***** RECORDS SUPPLIED *****

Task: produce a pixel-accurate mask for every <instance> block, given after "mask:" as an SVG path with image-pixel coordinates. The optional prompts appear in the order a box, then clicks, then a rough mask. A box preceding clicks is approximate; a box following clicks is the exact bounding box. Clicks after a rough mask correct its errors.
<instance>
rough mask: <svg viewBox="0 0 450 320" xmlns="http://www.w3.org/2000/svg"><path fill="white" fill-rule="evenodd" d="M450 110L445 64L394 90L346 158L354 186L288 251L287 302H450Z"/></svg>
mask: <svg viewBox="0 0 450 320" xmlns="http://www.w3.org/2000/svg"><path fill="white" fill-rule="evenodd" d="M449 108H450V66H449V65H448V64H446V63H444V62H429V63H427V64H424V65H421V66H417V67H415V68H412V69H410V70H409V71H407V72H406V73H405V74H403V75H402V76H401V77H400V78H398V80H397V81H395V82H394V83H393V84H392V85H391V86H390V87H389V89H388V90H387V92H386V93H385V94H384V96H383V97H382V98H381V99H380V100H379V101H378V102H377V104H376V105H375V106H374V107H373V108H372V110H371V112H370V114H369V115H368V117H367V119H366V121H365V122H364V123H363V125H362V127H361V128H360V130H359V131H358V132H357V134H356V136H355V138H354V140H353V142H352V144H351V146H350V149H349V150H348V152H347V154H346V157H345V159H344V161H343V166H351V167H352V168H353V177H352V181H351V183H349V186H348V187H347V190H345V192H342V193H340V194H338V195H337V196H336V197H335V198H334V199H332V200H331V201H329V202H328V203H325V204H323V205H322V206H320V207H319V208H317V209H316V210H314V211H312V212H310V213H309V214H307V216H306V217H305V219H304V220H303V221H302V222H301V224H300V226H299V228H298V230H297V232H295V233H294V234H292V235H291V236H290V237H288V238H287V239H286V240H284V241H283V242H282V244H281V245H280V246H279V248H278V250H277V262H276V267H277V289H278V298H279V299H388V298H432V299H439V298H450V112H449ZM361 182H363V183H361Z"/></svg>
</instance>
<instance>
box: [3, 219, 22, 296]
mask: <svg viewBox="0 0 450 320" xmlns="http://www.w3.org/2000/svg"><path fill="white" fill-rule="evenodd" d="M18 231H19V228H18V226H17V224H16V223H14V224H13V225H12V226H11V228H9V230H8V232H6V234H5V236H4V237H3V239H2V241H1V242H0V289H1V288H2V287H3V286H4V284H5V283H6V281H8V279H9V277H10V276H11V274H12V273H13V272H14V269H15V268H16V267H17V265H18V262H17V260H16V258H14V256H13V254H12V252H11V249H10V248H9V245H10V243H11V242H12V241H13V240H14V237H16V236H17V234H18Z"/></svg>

*****

### INSTRUCTIONS TO FOLLOW
Extract every line above exactly as it stands.

### RESPONSE BELOW
Task: produce a pixel-accurate mask for every <instance> block, given after "mask:" as an SVG path with image-pixel coordinates. The optional prompts appear in the order a box, then clicks, then a rough mask. A box preceding clicks is approximate; a box following clicks is the exact bounding box. Clicks after a rough mask correct its errors.
<instance>
rough mask: <svg viewBox="0 0 450 320" xmlns="http://www.w3.org/2000/svg"><path fill="white" fill-rule="evenodd" d="M450 110L445 64L394 90L346 158L354 186L288 251L287 302H450Z"/></svg>
mask: <svg viewBox="0 0 450 320" xmlns="http://www.w3.org/2000/svg"><path fill="white" fill-rule="evenodd" d="M449 108H450V66H449V65H448V64H446V63H444V62H429V63H427V64H424V65H421V66H417V67H415V68H412V69H410V70H409V71H407V72H406V73H405V74H403V75H402V76H401V77H400V78H398V80H397V81H395V82H394V83H393V84H392V85H391V86H390V87H389V89H388V90H387V92H386V93H385V94H384V96H383V97H382V98H381V99H380V100H379V101H378V102H377V104H376V105H375V106H374V107H373V108H372V110H371V112H370V114H369V115H368V117H367V119H366V121H365V122H364V123H363V125H362V127H361V128H360V130H359V131H358V132H357V134H356V136H355V138H354V140H353V142H352V144H351V146H350V149H349V150H348V152H347V154H346V157H345V159H344V161H343V166H351V167H352V168H353V177H352V181H351V183H349V186H348V187H347V190H345V192H342V193H340V194H338V195H337V196H336V197H335V198H334V199H332V200H331V201H329V202H328V203H325V204H323V205H322V206H320V207H319V208H317V209H316V210H314V211H312V212H310V213H309V214H307V216H306V217H305V219H304V220H303V221H302V222H301V224H300V226H299V228H298V230H297V232H295V233H294V234H292V235H291V236H290V237H288V238H287V239H286V240H284V241H283V242H282V244H281V245H280V246H279V248H278V250H277V262H276V267H277V289H278V298H279V299H388V298H432V299H439V298H450V112H449ZM361 182H363V183H361Z"/></svg>
</instance>
<instance>
box: [3, 219, 22, 296]
mask: <svg viewBox="0 0 450 320" xmlns="http://www.w3.org/2000/svg"><path fill="white" fill-rule="evenodd" d="M18 231H19V228H18V226H17V224H16V223H14V224H13V225H12V226H11V228H9V230H8V232H6V234H5V236H4V237H3V239H2V241H1V242H0V289H1V288H2V287H3V286H4V284H5V283H6V281H8V279H9V277H10V276H11V274H12V273H13V272H14V269H15V268H16V267H17V265H18V262H17V260H16V258H14V256H13V254H12V252H11V249H10V248H9V245H10V243H11V242H12V241H13V240H14V237H16V236H17V234H18Z"/></svg>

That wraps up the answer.